:: Material for the task

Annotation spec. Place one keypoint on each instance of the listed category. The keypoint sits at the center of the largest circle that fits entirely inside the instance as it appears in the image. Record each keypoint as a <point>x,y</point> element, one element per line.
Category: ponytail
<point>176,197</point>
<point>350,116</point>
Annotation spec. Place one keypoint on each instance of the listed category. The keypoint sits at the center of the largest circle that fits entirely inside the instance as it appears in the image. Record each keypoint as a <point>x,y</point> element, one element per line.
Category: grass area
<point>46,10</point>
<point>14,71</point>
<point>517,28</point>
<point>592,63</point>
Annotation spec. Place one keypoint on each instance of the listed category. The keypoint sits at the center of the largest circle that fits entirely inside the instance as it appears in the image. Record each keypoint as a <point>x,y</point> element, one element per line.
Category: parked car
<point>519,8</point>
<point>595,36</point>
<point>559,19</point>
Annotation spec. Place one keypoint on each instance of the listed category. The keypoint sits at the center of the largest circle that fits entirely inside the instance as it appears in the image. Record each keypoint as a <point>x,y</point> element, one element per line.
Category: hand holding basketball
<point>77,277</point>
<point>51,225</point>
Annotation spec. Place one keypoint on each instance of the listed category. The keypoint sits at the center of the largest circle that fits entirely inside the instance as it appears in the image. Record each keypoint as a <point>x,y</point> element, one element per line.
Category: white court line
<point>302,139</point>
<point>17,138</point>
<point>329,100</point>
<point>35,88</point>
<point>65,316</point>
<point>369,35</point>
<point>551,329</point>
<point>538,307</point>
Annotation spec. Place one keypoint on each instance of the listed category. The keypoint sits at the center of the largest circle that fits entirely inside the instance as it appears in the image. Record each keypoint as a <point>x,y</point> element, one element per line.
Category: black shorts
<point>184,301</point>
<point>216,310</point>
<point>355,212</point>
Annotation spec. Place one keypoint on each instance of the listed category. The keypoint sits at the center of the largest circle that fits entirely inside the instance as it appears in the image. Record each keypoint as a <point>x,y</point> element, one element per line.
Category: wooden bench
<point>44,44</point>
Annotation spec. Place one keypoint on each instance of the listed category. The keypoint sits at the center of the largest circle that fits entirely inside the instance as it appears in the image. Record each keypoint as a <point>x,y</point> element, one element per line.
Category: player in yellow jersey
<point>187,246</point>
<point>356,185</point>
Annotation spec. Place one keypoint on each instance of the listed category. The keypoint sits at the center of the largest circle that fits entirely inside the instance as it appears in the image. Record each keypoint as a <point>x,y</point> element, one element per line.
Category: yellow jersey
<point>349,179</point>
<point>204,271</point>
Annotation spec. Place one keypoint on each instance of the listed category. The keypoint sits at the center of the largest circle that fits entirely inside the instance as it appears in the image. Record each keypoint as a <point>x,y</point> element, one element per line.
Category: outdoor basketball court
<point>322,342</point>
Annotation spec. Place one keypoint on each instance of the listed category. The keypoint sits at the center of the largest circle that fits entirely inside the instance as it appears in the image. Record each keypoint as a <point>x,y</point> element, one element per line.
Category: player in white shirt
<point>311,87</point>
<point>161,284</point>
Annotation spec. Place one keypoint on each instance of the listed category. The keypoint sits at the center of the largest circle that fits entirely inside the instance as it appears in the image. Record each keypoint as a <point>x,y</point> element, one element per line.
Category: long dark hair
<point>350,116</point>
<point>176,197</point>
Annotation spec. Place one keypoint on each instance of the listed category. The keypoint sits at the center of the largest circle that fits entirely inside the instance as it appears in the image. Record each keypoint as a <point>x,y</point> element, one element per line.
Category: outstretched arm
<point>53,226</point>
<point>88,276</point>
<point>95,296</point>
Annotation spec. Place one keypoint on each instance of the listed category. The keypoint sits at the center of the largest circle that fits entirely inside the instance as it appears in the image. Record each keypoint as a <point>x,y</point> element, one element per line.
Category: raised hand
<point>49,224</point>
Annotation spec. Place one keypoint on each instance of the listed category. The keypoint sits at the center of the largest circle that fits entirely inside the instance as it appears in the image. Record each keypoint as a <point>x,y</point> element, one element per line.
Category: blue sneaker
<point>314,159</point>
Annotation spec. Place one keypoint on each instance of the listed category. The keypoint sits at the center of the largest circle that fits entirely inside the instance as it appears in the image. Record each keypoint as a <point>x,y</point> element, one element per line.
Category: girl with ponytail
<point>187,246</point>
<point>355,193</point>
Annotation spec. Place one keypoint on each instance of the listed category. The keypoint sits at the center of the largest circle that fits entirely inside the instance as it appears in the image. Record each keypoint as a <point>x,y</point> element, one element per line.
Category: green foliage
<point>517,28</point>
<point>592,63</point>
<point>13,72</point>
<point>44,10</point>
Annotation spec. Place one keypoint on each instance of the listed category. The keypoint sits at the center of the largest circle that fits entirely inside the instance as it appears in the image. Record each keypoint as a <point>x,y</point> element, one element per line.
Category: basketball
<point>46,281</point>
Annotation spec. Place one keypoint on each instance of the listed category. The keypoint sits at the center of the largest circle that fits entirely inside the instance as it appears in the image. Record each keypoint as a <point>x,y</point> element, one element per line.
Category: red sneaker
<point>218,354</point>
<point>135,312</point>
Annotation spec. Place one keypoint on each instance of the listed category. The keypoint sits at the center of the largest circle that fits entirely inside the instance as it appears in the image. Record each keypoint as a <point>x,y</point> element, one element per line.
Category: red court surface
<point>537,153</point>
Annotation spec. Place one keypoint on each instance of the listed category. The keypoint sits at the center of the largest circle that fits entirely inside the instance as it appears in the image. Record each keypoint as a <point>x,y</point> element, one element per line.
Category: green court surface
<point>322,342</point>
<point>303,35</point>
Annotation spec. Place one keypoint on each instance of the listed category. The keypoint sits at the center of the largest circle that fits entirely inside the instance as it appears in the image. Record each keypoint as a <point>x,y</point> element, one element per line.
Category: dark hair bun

::::

■ **Work instruction**: Reproduce the listing above exactly, in its entirety.

■ **Answer below**:
Annotation spec. Place one keypoint on each instance of the listed category. The keypoint sits at the center of the largest circle that fits entirely inside the instance as it appears in the image. Record each keypoint as a <point>x,y</point> element, one element per line.
Category: ponytail
<point>176,197</point>
<point>350,116</point>
Annotation spec. Place one keypoint on each instance of the listed category. The keypoint sits at the center of the largest circle that fits entirely inside the instance as it appears in the image. Record each keypoint as a <point>x,y</point> element, one element per line.
Category: grass area
<point>46,10</point>
<point>14,71</point>
<point>517,28</point>
<point>592,63</point>
Annotation spec. Place one keypoint on each instance of the listed category. The keypoint sits at the center of the largest circle that fits entirely inside the instance as it appears in the image. Record each keypoint as a <point>x,y</point> element, one element per line.
Category: parked car
<point>519,8</point>
<point>595,36</point>
<point>559,19</point>
Annotation spec. Place one keypoint on each instance of the listed category. The keypoint sits at the center of the largest circle that fits entirely inside the instance as it appears in the image. Record each keypoint as a <point>x,y</point> element, one element per line.
Category: hand holding basketball
<point>77,277</point>
<point>51,225</point>
Annotation spec. Place one keypoint on each instance of the listed category. The keypoint sits at the center of the largest circle that fits entirely inside the instance as it appears in the image. Record each keypoint as a <point>x,y</point> element, one element per line.
Category: white court line
<point>302,139</point>
<point>17,138</point>
<point>329,100</point>
<point>35,88</point>
<point>65,316</point>
<point>369,35</point>
<point>551,329</point>
<point>538,307</point>
Annotation spec. Place one keypoint on each instance of the listed category. The keypoint sits at the center of the largest circle that fits entirely inside the instance as it appears in the image. Record each keypoint as a <point>x,y</point> element, one element per line.
Category: black shorts
<point>184,301</point>
<point>216,310</point>
<point>355,212</point>
Annotation spec. Place one keypoint on each instance of the listed category. The keypoint sits at the center of the largest circle that fits entirely inside the instance as it appears in the image. Record each keypoint as a <point>x,y</point> element, one element per line.
Category: wooden bench
<point>44,44</point>
Annotation spec. Place one keypoint on each instance of the listed category. The keypoint sits at the center of the largest circle that fits entirely inside the instance as it appears in the image. Record each keypoint as a <point>x,y</point> element, one element per line.
Category: player in yellow jersey
<point>187,246</point>
<point>356,185</point>
Annotation spec. Place one keypoint on each instance of the listed category. The keypoint sits at the center of the largest circle that fits entirely inside the instance as it appears in the image. Record each keypoint as a <point>x,y</point> element, one element per line.
Category: yellow jersey
<point>349,179</point>
<point>204,271</point>
Annotation spec. Place one keypoint on each instance of the listed category. The keypoint sits at the center of the largest circle that fits entirely inside the instance as it appears in the image. Record each keypoint as a <point>x,y</point> element, one element per line.
Category: outdoor basketball court
<point>322,342</point>
Annotation spec. Place one keypoint on each instance of the listed category. The keypoint sits at the center of the largest circle that fits entirely inside the instance as it appears in the image. Record each keypoint as a <point>x,y</point> element, one element per line.
Category: player in white shirt
<point>311,87</point>
<point>161,284</point>
Annotation spec. Place one keypoint on each instance of the listed category. The keypoint sits at the center of the largest circle that fits entirely inside the instance as it appears in the image. Record each keypoint as a <point>x,y</point> element, one element per line.
Category: long dark hair
<point>350,116</point>
<point>176,197</point>
Annotation spec. Place one keypoint on each instance of the listed category. The keypoint sits at the center of the largest circle that fits entirely inside the instance as it appears in the image. Record each keypoint as a <point>x,y</point> element, one element per line.
Category: outstretched arm
<point>53,226</point>
<point>88,276</point>
<point>95,296</point>
Annotation spec. Place one keypoint on each instance of the listed category. The keypoint sits at the center of the largest circle that fits entirely inside the instance as it appears in the image. Record each keypoint as a <point>x,y</point> element, one element per line.
Category: raised hand
<point>49,224</point>
Annotation spec. Place one keypoint on each instance of the listed category. The keypoint sits at the center of the largest circle that fits entirely inside the instance as it appears in the image. Record each keypoint as a <point>x,y</point> element, one element per line.
Category: blue sneaker
<point>314,159</point>
Annotation spec. Place one keypoint on each instance of the listed category. The keypoint sits at the center of the largest circle that fits entirely inside the instance as it appears in the image. Record each keypoint as a <point>x,y</point> element, one element per line.
Category: girl with ponytail
<point>187,246</point>
<point>355,193</point>
Annotation spec. Place one keypoint on each instance of the listed category. The keypoint sits at the center of the largest circle that fits entirely inside the instance as it appears in the image. Record each keypoint as a <point>x,y</point> element, one element per line.
Category: green foliage
<point>517,28</point>
<point>592,63</point>
<point>13,72</point>
<point>44,10</point>
Annotation spec. Place one keypoint on each instance of the listed category. The keypoint sits at the center of the largest circle that fits entirely inside the instance as it appears in the image. Record each keypoint as a <point>x,y</point> element, one element per line.
Category: basketball
<point>46,281</point>
Annotation spec. Place one keypoint on each instance of the listed category. The keypoint sits at the center of the largest circle that fits entirely inside the instance as it appears in the image. Record each keypoint as a <point>x,y</point> element, one element per line.
Category: red sneaker
<point>218,354</point>
<point>135,312</point>
Annotation spec. Place one keypoint on each instance of the listed category. The keypoint sits at the center of the largest circle that fits entirely inside the instance as it appears in the image. Record each keypoint as a <point>x,y</point> element, one element per line.
Category: red court surface
<point>537,153</point>
Annotation spec. Place one keypoint on each instance of the listed category. The keypoint sits at the center of the largest circle that fits entirely inside the instance as it appears in the image. Record each keypoint as a <point>x,y</point> element, one element per line.
Category: green court surface
<point>322,342</point>
<point>303,35</point>
Annotation spec. Place one keypoint on each instance of the listed category. The keypoint sits at the center of the largest circle that fits entirely inside the instance as it appears in the image. Record each keypoint as a <point>x,y</point> element, one element per line.
Category: dark hair bun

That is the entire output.